• _REQUEST_: Name every source cited in parentheses in the open-hole composite laminate text below.

• _DOCUMENT TEXT_:
#####
Comparison of Analytical and Experimental Strains in the Vicinity of an Open Hole in a Composite Laminate

Project Constructed by David H. Mollenhauer

Project Introduction

The following is a condensed version of the project constructed for the class "Scientific Visual Analysis and Multimedia" taught by the Department of Engineering Science and Mechanics at Virginia Polytechnic Institute and State University. The fully interactive project can be downloaded from the Laboratory for Scientific Visualization server located at ftp.sv.vt.edu.

Problem Description

Within the engineering and design communities, there exists a need for highly accurate analytical models for predicting stresses and strains within a laminated composite body. Many methods exist that are adequate for simple loadings, geometries, and lay-ups. For a practical laminate (one with many layers) with a hole, there has been a great deal of difficulty predicting the three-dimensional stress state in the regions near the hole edge. The stress state is extremely complex in this region and will likely be the area of failure initiation.

A relatively new three-dimensional stress/strain analysis method that appears promising is known as the Spline Variational Elastic Laminate Technology (SVELT). This technique is under development for the United States Air Force Materials Directorate by AdTech Systems Research in Beavercreek, Ohio. It has several advantages over competing techniques that will be discussed later.

One problem with a new analysis technique is that it requires validation. This validation can take the form of comparisons with other, proven analytical techniques, or comparisons with experiment. Both validation methods have been employed by the researchers working on this problem. This project discusses one method of experimental validation, moire interferometry, and the comparison of these experimental results with SVELT data. Several 28-ply laminates with holes were manufactured. Detailed three-dimensional strain and stress variations were obtained using the SVELT analysis program. Phase-shifting moire interferometry was used to measure surface strains over the region near the hole on two specimens.

Project Objectives

The objectives of this project were three-fold. First, to establish the "proper" level of experimental data smoothing to effectively display and compare the moire data with SVELT data. Second, to develop a tool that can be used to evaluate the quality of the comparison between analytical and experimental results. Finally, to produce an interactive, visual way of educating colleagues about the data reduction process and the experimental and analytical comparison.

Techniques

SVELT

A detailed description of the Spline Variational Elastic Laminate Technology (SVELT) is beyond the scope of this project. Therefore only a brief introduction will be given here.

SVELT is a stress analysis technique. The stress analysis problem is formulated by approximating the displacements with spline functions (with unknown approximation coefficients). There can be many or only a few overlapping spline functions in a given region depending on the complexity of the expected stress distribution. Strains and stresses can then be expressed in terms of these unknown spline functions. The total potential energy of the system (including loads and boundary conditions) can now be expressed and the Principle of Minimum Potential Energy can be employed to solve for the unknown spline coefficients (Bogdanovich and Iarve 1992) (Iarve and Soni 1993) (Iarve 1995).
#####
• _LISTED RECORDS_:
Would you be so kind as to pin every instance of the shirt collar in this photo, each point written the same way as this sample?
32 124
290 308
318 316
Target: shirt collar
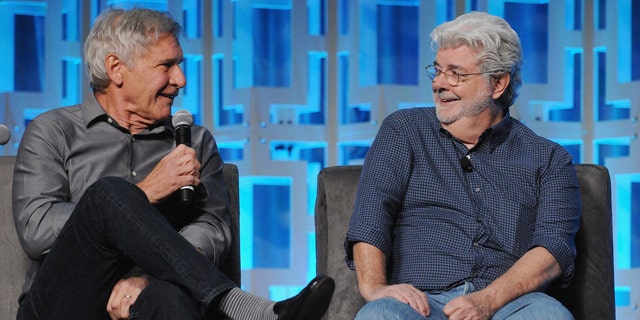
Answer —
93 113
494 135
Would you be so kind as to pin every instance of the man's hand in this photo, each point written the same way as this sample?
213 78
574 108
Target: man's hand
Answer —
124 295
474 306
177 169
404 293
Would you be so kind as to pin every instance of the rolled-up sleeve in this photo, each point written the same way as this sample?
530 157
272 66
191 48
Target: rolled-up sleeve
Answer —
41 204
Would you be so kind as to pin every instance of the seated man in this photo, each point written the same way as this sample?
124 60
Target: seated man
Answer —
462 212
95 201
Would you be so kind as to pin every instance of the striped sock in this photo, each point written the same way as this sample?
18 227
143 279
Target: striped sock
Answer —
239 304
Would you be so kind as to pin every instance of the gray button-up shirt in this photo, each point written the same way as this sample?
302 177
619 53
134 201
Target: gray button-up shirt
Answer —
65 150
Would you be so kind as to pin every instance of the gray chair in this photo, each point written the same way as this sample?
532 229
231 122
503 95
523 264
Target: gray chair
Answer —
14 262
590 295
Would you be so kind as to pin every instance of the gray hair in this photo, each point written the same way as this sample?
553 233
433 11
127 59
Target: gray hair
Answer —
498 45
127 33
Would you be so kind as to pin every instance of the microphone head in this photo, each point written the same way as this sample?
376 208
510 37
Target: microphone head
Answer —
5 134
182 118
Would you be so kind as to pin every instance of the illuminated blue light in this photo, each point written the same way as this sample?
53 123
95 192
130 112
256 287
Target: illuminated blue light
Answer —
623 296
265 212
635 40
353 152
272 47
531 22
570 109
398 43
607 110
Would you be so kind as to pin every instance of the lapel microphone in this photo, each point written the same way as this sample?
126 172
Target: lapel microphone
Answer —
466 165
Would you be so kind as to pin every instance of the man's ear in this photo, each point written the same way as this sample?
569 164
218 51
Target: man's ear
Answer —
500 85
114 68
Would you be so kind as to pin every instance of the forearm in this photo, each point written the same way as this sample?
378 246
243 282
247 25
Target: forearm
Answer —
533 272
370 265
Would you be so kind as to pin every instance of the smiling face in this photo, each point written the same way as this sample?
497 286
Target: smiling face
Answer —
154 79
471 96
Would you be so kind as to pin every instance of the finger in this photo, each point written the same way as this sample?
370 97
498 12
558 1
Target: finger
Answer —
419 303
124 307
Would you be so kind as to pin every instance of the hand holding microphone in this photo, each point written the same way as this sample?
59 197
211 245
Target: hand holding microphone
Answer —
5 134
182 121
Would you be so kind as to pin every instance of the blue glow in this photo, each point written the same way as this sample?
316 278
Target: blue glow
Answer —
570 109
531 22
635 40
272 47
623 219
70 79
192 93
607 110
623 296
316 17
265 212
398 44
354 152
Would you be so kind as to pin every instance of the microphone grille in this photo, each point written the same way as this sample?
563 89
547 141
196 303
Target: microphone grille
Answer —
182 118
5 134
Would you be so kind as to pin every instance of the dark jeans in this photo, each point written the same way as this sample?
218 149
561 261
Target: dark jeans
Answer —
113 228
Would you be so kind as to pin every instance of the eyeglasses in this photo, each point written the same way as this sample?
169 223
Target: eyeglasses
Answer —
453 78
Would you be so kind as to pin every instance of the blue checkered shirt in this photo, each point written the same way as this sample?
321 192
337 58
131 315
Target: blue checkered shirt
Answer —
440 225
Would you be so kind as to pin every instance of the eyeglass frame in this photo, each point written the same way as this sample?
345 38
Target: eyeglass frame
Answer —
438 71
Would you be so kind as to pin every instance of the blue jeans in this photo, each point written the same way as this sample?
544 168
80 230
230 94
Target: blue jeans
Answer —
531 306
112 229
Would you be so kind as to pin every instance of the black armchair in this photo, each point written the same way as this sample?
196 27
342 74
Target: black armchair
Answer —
590 295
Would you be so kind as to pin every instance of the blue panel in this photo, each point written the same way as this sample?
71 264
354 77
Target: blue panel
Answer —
218 21
577 21
314 155
398 44
602 14
317 17
611 151
635 225
272 47
575 150
225 117
606 111
531 22
29 53
353 154
573 113
343 17
319 77
231 154
623 296
271 226
635 40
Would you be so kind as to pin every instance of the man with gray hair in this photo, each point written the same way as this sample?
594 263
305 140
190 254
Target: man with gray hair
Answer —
462 212
95 201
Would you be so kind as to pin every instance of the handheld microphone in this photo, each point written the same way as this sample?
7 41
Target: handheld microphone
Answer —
5 135
466 165
182 121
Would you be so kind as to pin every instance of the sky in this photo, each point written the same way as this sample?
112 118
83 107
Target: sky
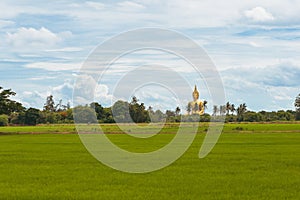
#####
• _COMPLETED TASK_:
Bogdanovich and Iarve 1992
Iarve and Soni 1993
Iarve 1995